MATERIAL PROVIDED –
[Start of section]
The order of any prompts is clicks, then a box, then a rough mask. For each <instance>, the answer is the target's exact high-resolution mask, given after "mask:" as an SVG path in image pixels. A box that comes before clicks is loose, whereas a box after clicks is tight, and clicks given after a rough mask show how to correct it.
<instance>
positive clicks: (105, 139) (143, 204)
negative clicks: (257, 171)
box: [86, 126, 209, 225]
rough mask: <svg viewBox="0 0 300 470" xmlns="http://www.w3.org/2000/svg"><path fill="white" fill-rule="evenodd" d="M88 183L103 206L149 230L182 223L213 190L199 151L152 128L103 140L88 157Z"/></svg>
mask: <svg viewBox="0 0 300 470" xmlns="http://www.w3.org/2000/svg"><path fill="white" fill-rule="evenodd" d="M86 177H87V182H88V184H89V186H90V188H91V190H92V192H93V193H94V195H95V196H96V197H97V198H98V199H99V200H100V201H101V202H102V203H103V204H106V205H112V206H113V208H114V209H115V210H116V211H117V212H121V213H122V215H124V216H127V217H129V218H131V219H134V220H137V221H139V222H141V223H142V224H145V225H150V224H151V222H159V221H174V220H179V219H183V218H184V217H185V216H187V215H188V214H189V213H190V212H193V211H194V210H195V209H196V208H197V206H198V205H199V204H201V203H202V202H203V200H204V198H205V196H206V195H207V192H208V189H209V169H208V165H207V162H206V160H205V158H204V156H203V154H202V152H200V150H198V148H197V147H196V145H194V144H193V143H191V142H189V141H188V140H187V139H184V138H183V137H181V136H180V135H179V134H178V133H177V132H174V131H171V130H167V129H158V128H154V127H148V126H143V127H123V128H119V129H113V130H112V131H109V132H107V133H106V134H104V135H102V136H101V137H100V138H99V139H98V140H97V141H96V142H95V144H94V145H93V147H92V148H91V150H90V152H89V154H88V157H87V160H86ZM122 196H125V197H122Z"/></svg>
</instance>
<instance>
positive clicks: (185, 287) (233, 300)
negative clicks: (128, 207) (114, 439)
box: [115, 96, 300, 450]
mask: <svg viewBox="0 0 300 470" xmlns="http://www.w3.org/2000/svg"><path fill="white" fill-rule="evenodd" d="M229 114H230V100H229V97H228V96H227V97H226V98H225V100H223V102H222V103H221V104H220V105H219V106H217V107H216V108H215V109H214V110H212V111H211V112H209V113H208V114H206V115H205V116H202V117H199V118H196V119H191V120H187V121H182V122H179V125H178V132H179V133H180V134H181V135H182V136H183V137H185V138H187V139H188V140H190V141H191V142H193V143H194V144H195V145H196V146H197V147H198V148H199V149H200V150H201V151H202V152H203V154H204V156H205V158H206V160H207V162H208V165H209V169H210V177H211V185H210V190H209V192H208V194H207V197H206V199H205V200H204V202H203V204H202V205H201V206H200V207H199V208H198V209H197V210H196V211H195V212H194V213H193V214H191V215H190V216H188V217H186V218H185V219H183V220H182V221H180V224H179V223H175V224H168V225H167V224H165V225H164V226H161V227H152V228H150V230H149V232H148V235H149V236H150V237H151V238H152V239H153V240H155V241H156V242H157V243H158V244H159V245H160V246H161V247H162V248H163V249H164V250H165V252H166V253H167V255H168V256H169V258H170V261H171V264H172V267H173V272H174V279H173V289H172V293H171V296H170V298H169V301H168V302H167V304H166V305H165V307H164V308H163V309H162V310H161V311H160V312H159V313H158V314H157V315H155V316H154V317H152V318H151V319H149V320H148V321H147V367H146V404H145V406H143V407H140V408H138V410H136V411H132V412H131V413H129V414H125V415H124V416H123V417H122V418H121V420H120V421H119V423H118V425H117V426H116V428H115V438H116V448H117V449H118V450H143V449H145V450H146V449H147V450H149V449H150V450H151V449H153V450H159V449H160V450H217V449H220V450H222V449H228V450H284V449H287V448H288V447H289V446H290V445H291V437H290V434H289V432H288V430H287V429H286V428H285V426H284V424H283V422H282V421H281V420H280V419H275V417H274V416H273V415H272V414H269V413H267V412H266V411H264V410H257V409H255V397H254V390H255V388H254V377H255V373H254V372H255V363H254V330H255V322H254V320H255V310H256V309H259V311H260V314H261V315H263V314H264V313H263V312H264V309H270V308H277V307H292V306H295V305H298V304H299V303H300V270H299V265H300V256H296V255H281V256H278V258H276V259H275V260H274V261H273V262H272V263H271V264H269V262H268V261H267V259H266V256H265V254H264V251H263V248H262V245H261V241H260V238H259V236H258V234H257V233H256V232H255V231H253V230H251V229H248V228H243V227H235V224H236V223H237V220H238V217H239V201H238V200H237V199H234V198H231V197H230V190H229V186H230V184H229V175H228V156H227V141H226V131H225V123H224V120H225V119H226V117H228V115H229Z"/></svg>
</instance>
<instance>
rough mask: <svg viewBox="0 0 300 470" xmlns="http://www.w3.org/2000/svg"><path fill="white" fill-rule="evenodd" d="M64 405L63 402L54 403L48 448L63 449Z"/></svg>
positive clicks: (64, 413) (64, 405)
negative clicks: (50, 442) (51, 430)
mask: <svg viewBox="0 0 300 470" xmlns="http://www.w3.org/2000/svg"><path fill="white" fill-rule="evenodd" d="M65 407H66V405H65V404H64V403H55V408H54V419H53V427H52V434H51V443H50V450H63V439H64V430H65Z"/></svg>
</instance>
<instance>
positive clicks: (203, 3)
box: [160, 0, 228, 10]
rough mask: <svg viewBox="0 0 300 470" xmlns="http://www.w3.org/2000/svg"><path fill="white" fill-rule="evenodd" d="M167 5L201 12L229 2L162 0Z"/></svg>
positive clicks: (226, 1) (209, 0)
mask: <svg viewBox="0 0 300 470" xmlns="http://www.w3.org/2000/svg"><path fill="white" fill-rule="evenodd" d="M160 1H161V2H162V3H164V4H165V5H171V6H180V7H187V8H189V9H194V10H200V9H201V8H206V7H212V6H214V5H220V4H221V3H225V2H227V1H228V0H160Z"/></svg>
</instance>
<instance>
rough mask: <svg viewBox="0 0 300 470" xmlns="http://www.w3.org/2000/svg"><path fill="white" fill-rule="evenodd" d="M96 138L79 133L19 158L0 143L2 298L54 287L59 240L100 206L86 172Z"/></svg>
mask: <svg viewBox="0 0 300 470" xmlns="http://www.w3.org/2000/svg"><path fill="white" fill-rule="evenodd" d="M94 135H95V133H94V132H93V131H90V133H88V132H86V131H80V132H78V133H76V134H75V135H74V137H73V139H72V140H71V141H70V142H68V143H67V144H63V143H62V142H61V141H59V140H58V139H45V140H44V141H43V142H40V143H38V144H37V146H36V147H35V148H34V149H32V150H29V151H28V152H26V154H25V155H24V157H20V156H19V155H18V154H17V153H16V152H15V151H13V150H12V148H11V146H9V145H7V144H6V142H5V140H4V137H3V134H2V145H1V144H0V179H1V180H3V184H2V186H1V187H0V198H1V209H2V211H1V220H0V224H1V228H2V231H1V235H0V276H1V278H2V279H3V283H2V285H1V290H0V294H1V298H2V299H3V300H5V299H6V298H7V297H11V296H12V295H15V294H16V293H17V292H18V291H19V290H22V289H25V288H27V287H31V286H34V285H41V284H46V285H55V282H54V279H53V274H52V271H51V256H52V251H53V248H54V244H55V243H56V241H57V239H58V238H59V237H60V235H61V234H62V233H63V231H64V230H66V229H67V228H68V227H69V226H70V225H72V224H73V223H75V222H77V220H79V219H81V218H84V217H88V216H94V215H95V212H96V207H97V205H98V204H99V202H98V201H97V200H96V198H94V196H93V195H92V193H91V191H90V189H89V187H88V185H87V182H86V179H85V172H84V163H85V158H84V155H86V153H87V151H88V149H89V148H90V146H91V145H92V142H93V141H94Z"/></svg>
[End of section]
Copy out all of the records shown above exactly.

EXERCISE SOLUTION –
The order of any prompts is clicks, then a box, then a rough mask. For each <instance>, the answer is the target's exact high-resolution mask, given after "mask:" as an SVG path in image pixels. A box that comes before clicks is loose, whereas a box after clicks is tight, and clicks given after a rough mask show how to correct it.
<instance>
positive clicks: (105, 139) (143, 204)
negative clicks: (257, 171)
box: [86, 126, 209, 225]
rough mask: <svg viewBox="0 0 300 470" xmlns="http://www.w3.org/2000/svg"><path fill="white" fill-rule="evenodd" d="M88 183L103 206L149 230L182 223L213 190L199 151L152 128L103 140L88 157Z"/></svg>
mask: <svg viewBox="0 0 300 470" xmlns="http://www.w3.org/2000/svg"><path fill="white" fill-rule="evenodd" d="M86 177H87V182H88V184H89V186H90V188H91V190H92V192H93V193H94V195H95V196H96V197H97V198H98V199H99V200H100V201H101V202H102V203H103V204H106V205H112V206H113V208H114V209H115V210H116V211H117V212H121V213H122V215H124V216H127V217H129V218H131V219H134V220H137V221H139V222H141V223H142V224H145V225H150V224H151V222H159V221H174V220H179V219H183V218H184V217H185V216H187V215H188V214H189V213H190V212H193V211H194V210H195V209H196V208H197V206H198V205H199V204H201V203H202V202H203V200H204V198H205V196H206V195H207V192H208V189H209V169H208V165H207V162H206V160H205V158H204V156H203V154H202V152H200V150H198V148H197V147H196V145H194V144H193V143H191V142H189V141H188V140H187V139H184V138H183V137H181V136H180V135H179V134H178V133H177V132H174V131H171V130H167V129H158V128H154V127H148V126H143V127H123V128H119V129H113V130H112V131H109V132H107V133H106V134H104V135H102V136H101V137H100V138H99V139H98V140H97V141H96V142H95V144H94V145H93V147H92V148H91V150H90V152H89V154H88V157H87V160H86ZM122 196H125V197H122Z"/></svg>
</instance>
<instance>
positive clicks: (185, 287) (233, 300)
negative clicks: (128, 207) (114, 439)
box: [115, 96, 300, 450]
mask: <svg viewBox="0 0 300 470" xmlns="http://www.w3.org/2000/svg"><path fill="white" fill-rule="evenodd" d="M229 114H230V100H229V97H228V96H227V97H226V98H225V100H223V102H222V103H221V104H220V105H219V106H217V107H216V108H215V109H214V110H212V111H211V112H209V113H208V114H206V115H205V116H202V117H199V118H196V119H191V120H187V121H182V122H179V125H178V132H179V133H180V134H181V135H182V136H183V137H185V138H187V139H188V140H190V141H191V142H193V143H194V144H195V145H196V146H197V147H198V148H199V149H200V150H201V151H202V152H203V154H204V156H205V158H206V160H207V162H208V165H209V169H210V177H211V185H210V190H209V192H208V194H207V197H206V199H205V200H204V202H203V204H202V205H201V206H200V207H199V208H198V209H197V210H196V211H195V212H194V213H193V214H191V215H190V216H188V217H186V218H185V219H183V220H182V221H180V224H179V223H175V224H168V225H167V224H165V225H164V226H161V227H152V228H150V230H149V232H148V235H149V236H150V237H151V238H152V239H153V240H155V241H156V242H157V243H158V244H159V245H160V246H161V247H162V248H163V249H164V250H165V252H166V253H167V255H168V256H169V258H170V261H171V264H172V267H173V272H174V279H173V289H172V293H171V296H170V298H169V301H168V302H167V304H166V305H165V307H164V308H163V309H162V310H161V311H160V312H159V313H158V314H157V315H155V316H154V317H152V318H151V319H149V320H148V321H147V367H146V404H145V406H143V407H140V408H138V410H136V411H132V412H131V413H129V414H125V415H124V416H123V417H122V418H121V420H120V421H119V423H118V425H117V426H116V428H115V438H116V448H117V449H118V450H143V449H145V450H146V449H147V450H149V449H150V450H151V449H153V450H159V449H160V450H217V449H220V450H222V449H228V450H284V449H287V448H288V447H289V446H290V445H291V437H290V434H289V432H288V430H287V429H286V428H285V426H284V424H283V422H282V421H281V420H280V419H275V417H274V416H273V415H272V414H269V413H267V412H266V411H264V410H257V409H255V397H254V390H255V388H254V377H255V373H254V372H255V363H254V330H255V322H254V320H255V310H256V309H259V311H260V314H261V315H263V314H264V313H263V312H264V309H270V308H277V307H292V306H295V305H298V304H299V303H300V270H299V265H300V256H296V255H281V256H278V258H276V259H275V260H274V261H273V262H272V263H271V264H269V262H268V261H267V259H266V256H265V254H264V251H263V248H262V245H261V241H260V238H259V236H258V234H257V233H256V232H255V231H253V230H251V229H248V228H243V227H235V224H236V223H237V220H238V217H239V201H238V200H237V199H234V198H231V197H230V190H229V186H230V184H229V175H228V156H227V141H226V131H225V123H224V120H225V119H226V117H228V115H229Z"/></svg>
</instance>
<instance>
rough mask: <svg viewBox="0 0 300 470" xmlns="http://www.w3.org/2000/svg"><path fill="white" fill-rule="evenodd" d="M64 405L63 402L54 403L48 448L63 449Z"/></svg>
positive clicks: (64, 413) (64, 405)
negative clicks: (50, 442) (51, 430)
mask: <svg viewBox="0 0 300 470" xmlns="http://www.w3.org/2000/svg"><path fill="white" fill-rule="evenodd" d="M65 407H66V405H65V404H64V403H55V408H54V419H53V427H52V434H51V443H50V450H63V439H64V430H65Z"/></svg>
</instance>
<instance>
positive clicks: (203, 3)
box: [160, 0, 228, 10]
rough mask: <svg viewBox="0 0 300 470" xmlns="http://www.w3.org/2000/svg"><path fill="white" fill-rule="evenodd" d="M167 5L201 12L229 2L162 0Z"/></svg>
positive clicks: (226, 1) (209, 0)
mask: <svg viewBox="0 0 300 470" xmlns="http://www.w3.org/2000/svg"><path fill="white" fill-rule="evenodd" d="M160 1H161V2H162V3H164V4H165V5H171V6H180V7H187V8H189V9H194V10H200V9H201V8H206V7H212V6H214V5H220V4H221V3H225V2H227V1H228V0H160Z"/></svg>
</instance>
<instance>
rough mask: <svg viewBox="0 0 300 470" xmlns="http://www.w3.org/2000/svg"><path fill="white" fill-rule="evenodd" d="M96 138L79 133L19 158L0 143L2 298L54 287L59 240L100 206L86 172Z"/></svg>
mask: <svg viewBox="0 0 300 470" xmlns="http://www.w3.org/2000/svg"><path fill="white" fill-rule="evenodd" d="M94 135H95V133H94V132H93V131H90V133H88V132H86V131H80V132H78V133H76V134H75V135H74V137H73V139H72V140H71V141H70V142H68V143H67V144H63V143H62V142H61V141H59V140H58V139H45V140H44V141H43V142H40V143H38V144H37V146H36V147H35V148H34V149H32V150H29V151H28V152H26V154H25V155H24V157H20V156H19V155H18V154H17V153H16V152H15V151H13V150H12V148H11V146H9V145H7V144H6V142H5V140H4V137H3V134H2V145H1V144H0V179H1V180H3V184H2V186H1V187H0V198H1V209H2V211H1V220H0V224H1V228H2V231H1V235H0V276H1V278H2V279H3V283H2V285H1V290H0V294H1V298H2V299H3V300H5V299H6V298H7V297H11V296H12V295H15V294H16V293H17V292H18V291H19V290H22V289H25V288H27V287H31V286H34V285H41V284H46V285H55V282H54V279H53V274H52V271H51V256H52V251H53V248H54V244H55V243H56V241H57V239H58V238H59V237H60V235H61V234H62V233H63V231H64V230H66V229H67V228H68V227H69V226H70V225H72V224H73V223H75V222H77V220H79V219H81V218H84V217H88V216H94V215H95V212H96V207H97V205H98V204H99V202H98V201H97V200H96V198H94V196H93V195H92V193H91V191H90V189H89V187H88V185H87V182H86V179H85V172H84V163H85V158H84V155H86V153H87V151H88V149H89V148H90V146H91V145H92V142H93V141H94Z"/></svg>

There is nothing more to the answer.